* _Passage to read_:
* BEGIN *

Juvenile justice: Return to failed programs?

OpEd by KIRSTEN WILSON

Crime is a common political battleground – and nowhere more so than the Northern Territory.

Four years ago, Labor swept into power promising to reform the child protection and juvenile justice systems. It came off the back of shocking revelations of human rights abuses against children and young people in detention, and shamefully high rates of Aboriginal youth incarceration.

The NT’s justice system wasn’t just ineffective, it was harmfully trapping young people in a life of reoffending and trauma, and served absolutely no one.

The reforms to improve our youth justice system are underway, but they are also long term and change takes time to see.

This can be a dangerous thing around election time.

It can take a moment to cut a program, such as in 2012 when the Country Liberal Party cut after hours youth services in Alice Springs and Palmerston, but the effects are lasting.  And sadly, restoring them does not instantly rewind the clock.

* END *

[Excerpts of location labeling data]
* BEGIN *

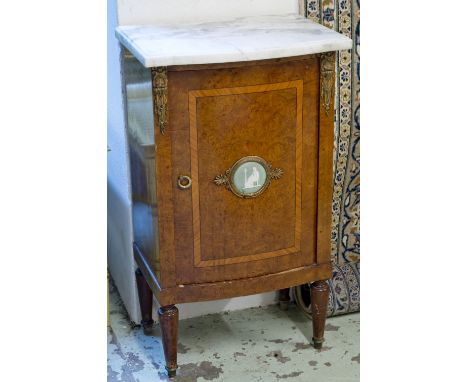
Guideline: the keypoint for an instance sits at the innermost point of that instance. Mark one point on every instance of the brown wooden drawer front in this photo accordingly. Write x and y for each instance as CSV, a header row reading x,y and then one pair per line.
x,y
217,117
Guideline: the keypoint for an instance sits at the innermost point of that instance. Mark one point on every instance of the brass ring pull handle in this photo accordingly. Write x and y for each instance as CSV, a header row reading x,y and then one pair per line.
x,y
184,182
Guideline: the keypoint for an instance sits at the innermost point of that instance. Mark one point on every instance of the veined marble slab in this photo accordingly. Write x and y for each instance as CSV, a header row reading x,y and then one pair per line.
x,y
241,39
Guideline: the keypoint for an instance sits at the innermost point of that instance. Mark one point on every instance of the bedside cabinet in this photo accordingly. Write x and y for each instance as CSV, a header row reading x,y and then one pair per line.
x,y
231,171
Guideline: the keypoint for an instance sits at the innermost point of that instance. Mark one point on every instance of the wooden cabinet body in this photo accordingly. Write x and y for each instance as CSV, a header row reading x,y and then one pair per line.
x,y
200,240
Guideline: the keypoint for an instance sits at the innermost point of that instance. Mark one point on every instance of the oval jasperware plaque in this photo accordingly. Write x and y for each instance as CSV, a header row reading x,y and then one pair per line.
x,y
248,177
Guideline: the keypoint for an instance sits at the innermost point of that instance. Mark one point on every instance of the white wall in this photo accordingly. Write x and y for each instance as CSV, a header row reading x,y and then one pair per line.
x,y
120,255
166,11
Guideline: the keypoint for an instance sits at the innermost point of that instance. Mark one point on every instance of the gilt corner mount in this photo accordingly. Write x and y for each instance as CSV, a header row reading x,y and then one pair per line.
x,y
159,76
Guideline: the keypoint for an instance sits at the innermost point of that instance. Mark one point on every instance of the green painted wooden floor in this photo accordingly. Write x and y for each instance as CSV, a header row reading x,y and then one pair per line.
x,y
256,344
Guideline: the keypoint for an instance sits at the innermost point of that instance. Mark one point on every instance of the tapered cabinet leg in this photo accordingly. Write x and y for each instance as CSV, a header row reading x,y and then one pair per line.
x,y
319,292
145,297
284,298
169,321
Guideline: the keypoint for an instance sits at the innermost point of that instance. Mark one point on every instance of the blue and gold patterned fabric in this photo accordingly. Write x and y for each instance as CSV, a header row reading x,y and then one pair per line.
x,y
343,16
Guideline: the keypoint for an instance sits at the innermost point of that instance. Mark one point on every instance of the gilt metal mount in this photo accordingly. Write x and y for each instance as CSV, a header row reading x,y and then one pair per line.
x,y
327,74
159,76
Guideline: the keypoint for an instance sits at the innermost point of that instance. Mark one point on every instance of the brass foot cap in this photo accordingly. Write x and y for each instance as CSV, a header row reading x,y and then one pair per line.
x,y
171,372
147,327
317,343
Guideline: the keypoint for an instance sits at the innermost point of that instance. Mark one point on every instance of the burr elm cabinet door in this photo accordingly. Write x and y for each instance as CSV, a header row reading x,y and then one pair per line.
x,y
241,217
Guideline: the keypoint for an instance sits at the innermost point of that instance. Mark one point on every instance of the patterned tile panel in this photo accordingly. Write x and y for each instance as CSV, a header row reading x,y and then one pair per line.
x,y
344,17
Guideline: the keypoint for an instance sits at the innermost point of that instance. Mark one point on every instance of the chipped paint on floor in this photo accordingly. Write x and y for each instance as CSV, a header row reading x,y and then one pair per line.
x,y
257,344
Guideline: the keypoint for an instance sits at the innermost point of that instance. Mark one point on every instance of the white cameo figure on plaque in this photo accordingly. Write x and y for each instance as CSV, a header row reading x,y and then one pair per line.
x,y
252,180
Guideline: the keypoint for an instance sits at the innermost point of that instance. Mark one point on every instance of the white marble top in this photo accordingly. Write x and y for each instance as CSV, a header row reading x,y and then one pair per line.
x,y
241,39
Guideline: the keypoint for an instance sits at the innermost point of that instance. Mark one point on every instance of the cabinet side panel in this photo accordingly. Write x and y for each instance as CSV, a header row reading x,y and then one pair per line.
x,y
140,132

* END *

* _Stated problem 1_: In the juvenile justice op-ed, what prompted Labor's promise four years ago to reform the child protection and juvenile justice systems? Answer in one to three sentences.
* _Stated problem 2_: From the juvenile justice op-ed, extract the stretch from "The reforms to" through "around election time.".
The data is separate material and is not part of the juvenile justice op-ed.

* _Written answer 1_: Labor's promise followed shocking revelations of human rights abuses against children and young people in detention. It also followed shamefully high rates of Aboriginal youth incarceration.

* _Written answer 2_:
The reforms to improve our youth justice system are underway, but they are also long term and change takes time to see.

This can be a dangerous thing around election time.